- YOUR OBJECTIVE
Your response must be an exact transcription of the lines from the one containing "the man's shoulder" through the final line of the data.

-*-*-

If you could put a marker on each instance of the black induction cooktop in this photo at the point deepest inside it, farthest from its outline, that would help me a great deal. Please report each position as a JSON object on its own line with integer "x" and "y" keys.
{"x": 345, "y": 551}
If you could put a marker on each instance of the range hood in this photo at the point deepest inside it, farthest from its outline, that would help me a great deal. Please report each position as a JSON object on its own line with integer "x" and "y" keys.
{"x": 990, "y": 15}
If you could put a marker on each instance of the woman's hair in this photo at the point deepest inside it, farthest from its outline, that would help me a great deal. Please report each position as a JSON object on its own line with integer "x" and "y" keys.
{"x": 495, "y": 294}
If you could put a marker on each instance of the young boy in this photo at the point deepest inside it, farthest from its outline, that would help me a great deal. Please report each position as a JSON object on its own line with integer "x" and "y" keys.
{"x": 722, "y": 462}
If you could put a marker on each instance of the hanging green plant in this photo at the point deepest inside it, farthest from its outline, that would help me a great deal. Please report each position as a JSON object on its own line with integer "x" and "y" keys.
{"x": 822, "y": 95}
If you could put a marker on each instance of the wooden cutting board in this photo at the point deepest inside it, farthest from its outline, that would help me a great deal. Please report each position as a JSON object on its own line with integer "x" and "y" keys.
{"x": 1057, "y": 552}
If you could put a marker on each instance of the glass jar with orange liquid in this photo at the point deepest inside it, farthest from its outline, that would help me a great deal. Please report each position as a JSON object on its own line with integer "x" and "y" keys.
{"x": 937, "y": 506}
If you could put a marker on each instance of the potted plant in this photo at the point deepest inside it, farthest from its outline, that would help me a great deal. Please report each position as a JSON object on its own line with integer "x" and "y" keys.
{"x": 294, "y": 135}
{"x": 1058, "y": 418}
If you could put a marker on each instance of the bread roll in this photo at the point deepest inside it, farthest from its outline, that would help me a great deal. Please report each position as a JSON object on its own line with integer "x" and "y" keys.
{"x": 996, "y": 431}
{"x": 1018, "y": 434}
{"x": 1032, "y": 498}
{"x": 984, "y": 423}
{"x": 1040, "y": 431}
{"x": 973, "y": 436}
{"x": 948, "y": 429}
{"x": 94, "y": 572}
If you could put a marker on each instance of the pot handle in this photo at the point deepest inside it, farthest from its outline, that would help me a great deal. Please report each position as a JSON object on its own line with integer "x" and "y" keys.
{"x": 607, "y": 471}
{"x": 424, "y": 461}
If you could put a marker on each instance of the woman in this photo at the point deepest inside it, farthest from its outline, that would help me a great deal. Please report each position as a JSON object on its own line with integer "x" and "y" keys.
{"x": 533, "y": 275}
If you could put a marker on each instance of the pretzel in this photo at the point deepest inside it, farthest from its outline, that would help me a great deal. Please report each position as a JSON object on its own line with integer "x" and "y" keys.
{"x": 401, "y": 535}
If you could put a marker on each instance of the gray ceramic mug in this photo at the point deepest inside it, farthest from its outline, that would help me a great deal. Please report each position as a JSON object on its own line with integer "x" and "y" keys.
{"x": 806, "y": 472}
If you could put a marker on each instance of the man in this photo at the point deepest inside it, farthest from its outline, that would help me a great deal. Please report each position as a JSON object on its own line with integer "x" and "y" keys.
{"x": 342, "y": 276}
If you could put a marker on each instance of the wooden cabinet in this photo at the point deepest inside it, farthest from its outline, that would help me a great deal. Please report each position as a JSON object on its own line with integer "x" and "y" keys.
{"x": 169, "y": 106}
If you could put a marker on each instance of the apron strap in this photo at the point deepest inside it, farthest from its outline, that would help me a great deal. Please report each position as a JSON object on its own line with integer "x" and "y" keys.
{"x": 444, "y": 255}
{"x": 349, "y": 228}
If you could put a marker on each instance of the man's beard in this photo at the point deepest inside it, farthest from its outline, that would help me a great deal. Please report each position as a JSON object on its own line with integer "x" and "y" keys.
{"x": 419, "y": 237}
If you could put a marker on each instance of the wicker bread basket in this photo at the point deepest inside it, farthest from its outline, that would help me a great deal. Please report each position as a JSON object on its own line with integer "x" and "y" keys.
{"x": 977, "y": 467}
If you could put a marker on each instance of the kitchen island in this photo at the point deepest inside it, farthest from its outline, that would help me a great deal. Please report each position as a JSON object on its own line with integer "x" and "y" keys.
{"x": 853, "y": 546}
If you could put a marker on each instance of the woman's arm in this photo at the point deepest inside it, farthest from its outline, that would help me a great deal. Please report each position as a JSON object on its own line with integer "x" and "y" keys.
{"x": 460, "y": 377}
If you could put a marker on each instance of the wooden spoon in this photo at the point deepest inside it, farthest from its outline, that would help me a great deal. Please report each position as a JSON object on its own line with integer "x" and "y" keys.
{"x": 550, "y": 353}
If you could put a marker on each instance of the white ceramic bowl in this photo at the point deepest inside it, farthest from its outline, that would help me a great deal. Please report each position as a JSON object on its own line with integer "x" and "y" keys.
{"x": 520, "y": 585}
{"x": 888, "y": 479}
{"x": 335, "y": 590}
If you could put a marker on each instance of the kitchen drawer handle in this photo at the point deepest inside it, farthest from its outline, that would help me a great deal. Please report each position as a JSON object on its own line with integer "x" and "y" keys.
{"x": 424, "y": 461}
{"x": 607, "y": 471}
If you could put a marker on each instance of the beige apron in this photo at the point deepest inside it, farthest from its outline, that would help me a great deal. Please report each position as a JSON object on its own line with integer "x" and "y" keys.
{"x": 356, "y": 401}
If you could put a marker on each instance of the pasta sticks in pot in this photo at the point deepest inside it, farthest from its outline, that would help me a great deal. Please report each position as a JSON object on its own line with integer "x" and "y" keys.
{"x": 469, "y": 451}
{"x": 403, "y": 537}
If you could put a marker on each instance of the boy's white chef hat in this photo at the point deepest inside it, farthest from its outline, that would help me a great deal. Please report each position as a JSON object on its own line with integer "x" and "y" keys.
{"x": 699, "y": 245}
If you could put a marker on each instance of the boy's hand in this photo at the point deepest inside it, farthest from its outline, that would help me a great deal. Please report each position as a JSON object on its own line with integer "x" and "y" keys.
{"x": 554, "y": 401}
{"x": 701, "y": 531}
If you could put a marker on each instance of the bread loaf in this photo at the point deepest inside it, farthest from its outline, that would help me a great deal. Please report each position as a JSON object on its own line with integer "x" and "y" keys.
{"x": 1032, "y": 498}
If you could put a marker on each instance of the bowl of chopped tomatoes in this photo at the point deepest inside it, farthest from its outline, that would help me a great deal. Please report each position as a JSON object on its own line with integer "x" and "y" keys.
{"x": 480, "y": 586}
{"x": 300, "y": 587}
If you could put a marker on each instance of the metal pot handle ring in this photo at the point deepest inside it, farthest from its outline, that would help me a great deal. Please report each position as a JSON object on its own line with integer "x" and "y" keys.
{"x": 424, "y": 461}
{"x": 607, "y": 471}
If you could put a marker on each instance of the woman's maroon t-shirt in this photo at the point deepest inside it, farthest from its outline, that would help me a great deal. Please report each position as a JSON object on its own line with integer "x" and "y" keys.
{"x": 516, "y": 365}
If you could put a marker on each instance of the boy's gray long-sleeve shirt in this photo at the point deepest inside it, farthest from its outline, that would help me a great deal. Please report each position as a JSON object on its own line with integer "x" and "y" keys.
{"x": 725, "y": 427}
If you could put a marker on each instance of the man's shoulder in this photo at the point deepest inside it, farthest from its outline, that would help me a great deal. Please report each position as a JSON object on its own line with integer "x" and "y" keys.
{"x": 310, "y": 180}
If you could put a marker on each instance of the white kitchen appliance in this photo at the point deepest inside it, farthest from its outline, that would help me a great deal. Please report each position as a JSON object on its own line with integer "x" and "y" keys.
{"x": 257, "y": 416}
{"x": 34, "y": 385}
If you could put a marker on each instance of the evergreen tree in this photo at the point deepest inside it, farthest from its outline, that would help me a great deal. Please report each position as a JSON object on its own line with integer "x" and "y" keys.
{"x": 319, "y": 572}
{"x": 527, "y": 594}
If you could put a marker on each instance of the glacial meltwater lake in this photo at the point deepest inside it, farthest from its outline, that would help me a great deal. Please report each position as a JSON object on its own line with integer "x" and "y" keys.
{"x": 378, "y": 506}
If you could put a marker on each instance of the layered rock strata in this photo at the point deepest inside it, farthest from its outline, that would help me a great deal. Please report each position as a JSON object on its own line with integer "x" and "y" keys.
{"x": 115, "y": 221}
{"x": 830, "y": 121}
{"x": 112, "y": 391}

-*-*-

- REPLY TO THE TASK
If you could put a marker on each instance of the man's shoulder in this photo at the point deepest inside it, farthest from its outline, that would help me a great deal. Please report each position as a JSON object on its own line with integer "x" and "y" keys.
{"x": 310, "y": 180}
If you could put a marker on each instance of the white kitchen appliance in this photo at the point deepest inside it, farthest from its outline, that would help me a great deal. Please report each position as a JSON object on its own line with integer "x" and "y" keys.
{"x": 257, "y": 416}
{"x": 34, "y": 385}
If you could put a marker on each instance of the evergreen tree in this photo at the point deepest inside it, farthest from its outline, that would help me a great deal. Please report each position as a JSON object on its own line with integer "x" and "y" keys.
{"x": 319, "y": 572}
{"x": 527, "y": 594}
If you could put a marker on each instance of the glacial meltwater lake in this photo at the point deepest inside it, farthest from its outline, that would help me a great deal. Please report each position as a JSON object on its own line with integer "x" and "y" keys.
{"x": 378, "y": 506}
If you could put a marker on each instance of the layered rock strata in this photo at the point deepest inside it, farthest from its outline, that would help me a great deal. Please report each position as a JSON object on its own line with integer "x" and "y" keys.
{"x": 115, "y": 221}
{"x": 830, "y": 121}
{"x": 112, "y": 391}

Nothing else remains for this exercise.